- Given instruction
Copy every one of the rows below word for word, changing nothing.

- Data supplied
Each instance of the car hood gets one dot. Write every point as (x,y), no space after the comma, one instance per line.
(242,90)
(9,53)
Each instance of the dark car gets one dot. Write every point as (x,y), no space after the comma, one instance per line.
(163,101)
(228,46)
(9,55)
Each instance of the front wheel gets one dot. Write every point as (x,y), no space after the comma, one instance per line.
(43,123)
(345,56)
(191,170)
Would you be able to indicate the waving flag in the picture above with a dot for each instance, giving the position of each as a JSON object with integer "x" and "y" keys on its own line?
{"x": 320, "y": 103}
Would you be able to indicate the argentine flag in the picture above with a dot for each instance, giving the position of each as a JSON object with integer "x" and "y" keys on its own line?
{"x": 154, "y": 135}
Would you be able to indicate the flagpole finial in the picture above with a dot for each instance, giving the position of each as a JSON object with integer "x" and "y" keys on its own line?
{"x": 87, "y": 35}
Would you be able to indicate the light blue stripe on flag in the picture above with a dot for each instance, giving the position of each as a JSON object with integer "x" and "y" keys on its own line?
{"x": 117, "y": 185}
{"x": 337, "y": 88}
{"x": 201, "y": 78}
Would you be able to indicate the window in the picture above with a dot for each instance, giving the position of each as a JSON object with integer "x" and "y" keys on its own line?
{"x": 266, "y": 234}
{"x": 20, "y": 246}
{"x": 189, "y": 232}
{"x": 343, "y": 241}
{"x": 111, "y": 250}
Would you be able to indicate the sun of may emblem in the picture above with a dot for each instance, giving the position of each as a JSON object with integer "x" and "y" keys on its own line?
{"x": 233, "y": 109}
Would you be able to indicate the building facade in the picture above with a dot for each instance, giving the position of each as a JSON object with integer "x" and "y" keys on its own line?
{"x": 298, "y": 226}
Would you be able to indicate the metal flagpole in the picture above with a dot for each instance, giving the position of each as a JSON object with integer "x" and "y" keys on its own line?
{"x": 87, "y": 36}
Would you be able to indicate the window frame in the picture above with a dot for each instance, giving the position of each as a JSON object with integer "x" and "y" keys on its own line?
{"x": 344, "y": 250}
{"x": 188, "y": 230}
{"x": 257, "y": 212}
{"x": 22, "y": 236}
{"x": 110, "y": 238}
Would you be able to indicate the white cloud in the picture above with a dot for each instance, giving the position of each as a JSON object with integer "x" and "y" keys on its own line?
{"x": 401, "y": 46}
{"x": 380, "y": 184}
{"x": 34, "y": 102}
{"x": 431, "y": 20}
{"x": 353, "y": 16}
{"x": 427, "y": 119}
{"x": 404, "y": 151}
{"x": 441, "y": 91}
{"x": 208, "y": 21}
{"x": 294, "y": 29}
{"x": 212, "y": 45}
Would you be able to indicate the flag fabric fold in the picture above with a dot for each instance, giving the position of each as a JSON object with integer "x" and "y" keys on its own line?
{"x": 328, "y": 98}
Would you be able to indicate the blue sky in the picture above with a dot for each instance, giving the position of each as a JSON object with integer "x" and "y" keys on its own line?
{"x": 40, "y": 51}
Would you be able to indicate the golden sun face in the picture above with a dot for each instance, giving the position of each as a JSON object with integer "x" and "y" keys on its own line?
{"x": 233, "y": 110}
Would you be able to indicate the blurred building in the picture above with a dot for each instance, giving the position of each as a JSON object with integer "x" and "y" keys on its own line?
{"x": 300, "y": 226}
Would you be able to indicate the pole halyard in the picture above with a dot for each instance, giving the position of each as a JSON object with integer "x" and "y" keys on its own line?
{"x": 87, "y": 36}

- Task answer
Each instance of the car hood gets one dot. Write every point as (x,y), no space after the comma, one instance per line.
(242,90)
(9,53)
Each instance of the dark car gets one dot. Write every point as (x,y), no space after the comma, one instance per line.
(163,101)
(228,46)
(9,55)
Each instance of the front wheel gets one dot. Write every point as (x,y), no space after the comma, one instance per line.
(43,123)
(345,56)
(191,170)
Would you be able to indicate the waving flag in the picture above with a dot for each instance, giving the position of each as a JSON object with integer "x" and "y" keys on its own line?
{"x": 320, "y": 103}
Would you be able to indicate the argentine flag in the picture above with a dot for each instance, giving the position of each as a JSON object with integer "x" and "y" keys on its own line?
{"x": 154, "y": 135}
Would you be able to indicate the flagpole finial in the picture above with a dot for each instance, giving the position of each as a JSON object with integer "x" and "y" keys on its own line?
{"x": 87, "y": 35}
Would you be able to indicate the light blue stripe on flag in the picture above with a dot for each instance, giving the position of each as a JSON object with integer "x" and "y" keys on its own line?
{"x": 117, "y": 185}
{"x": 337, "y": 88}
{"x": 201, "y": 78}
Would you be able to indicate the window in the picture above with a dot for each instance, giving the position of each as a JSON object with integer "x" and "y" keys on its own line?
{"x": 266, "y": 234}
{"x": 20, "y": 246}
{"x": 189, "y": 232}
{"x": 343, "y": 241}
{"x": 111, "y": 250}
Would you be able to indicate the sun of may emblem in the picture above with a dot for each instance, giving the position of each as a JSON object with integer "x" and "y" keys on its own line?
{"x": 233, "y": 109}
Would you be able to indicate the building facade in the picture above with a dot for each instance, giving the position of each as a JSON object with integer "x" and "y" keys on its own line?
{"x": 298, "y": 226}
Would you be able to indicate the metal flagpole in the picture above with a dot for each instance, giving the position of each as a JSON object with integer "x" and "y" keys on its own line?
{"x": 87, "y": 36}
Would you be able to indicate the window frame in the picture above with a dot for each instance, giving the position of each as a JSON object with integer "x" and "y" keys on its own line?
{"x": 344, "y": 250}
{"x": 188, "y": 230}
{"x": 257, "y": 212}
{"x": 22, "y": 236}
{"x": 110, "y": 238}
Would you be able to indicate the white cloud in the picture above with a dot for each instance, giving the position of each as a JSON object with integer "x" and "y" keys on its own line?
{"x": 401, "y": 46}
{"x": 380, "y": 184}
{"x": 34, "y": 102}
{"x": 431, "y": 20}
{"x": 353, "y": 16}
{"x": 427, "y": 119}
{"x": 404, "y": 151}
{"x": 441, "y": 91}
{"x": 208, "y": 21}
{"x": 294, "y": 29}
{"x": 212, "y": 45}
Would you be able to indicate the flag fabric fold in the picture above with a dot for each instance, giving the position of each as a JSON object with integer "x" and "y" keys on its own line?
{"x": 328, "y": 98}
Would you be able to indicate the blue sky in the picture above with a dot for each instance, giving the position of each as a JSON object with integer "x" and "y" keys on its own line?
{"x": 40, "y": 51}
Would you be able to indicate the golden sun face in the picture above with a dot for each instance, giving the position of each as a JSON object with integer "x" and "y" keys on its own line?
{"x": 233, "y": 110}
Would you be able to indicate the blurred building in the picture above with a dot for each instance, giving the position of each as a JSON object with integer "x" and "y" keys on its own line?
{"x": 300, "y": 226}
Would you be able to indicate the pole halyard in the picture above with a dot for each instance, giving the position of each as a JSON object with integer "x" and "y" keys on its own line?
{"x": 87, "y": 36}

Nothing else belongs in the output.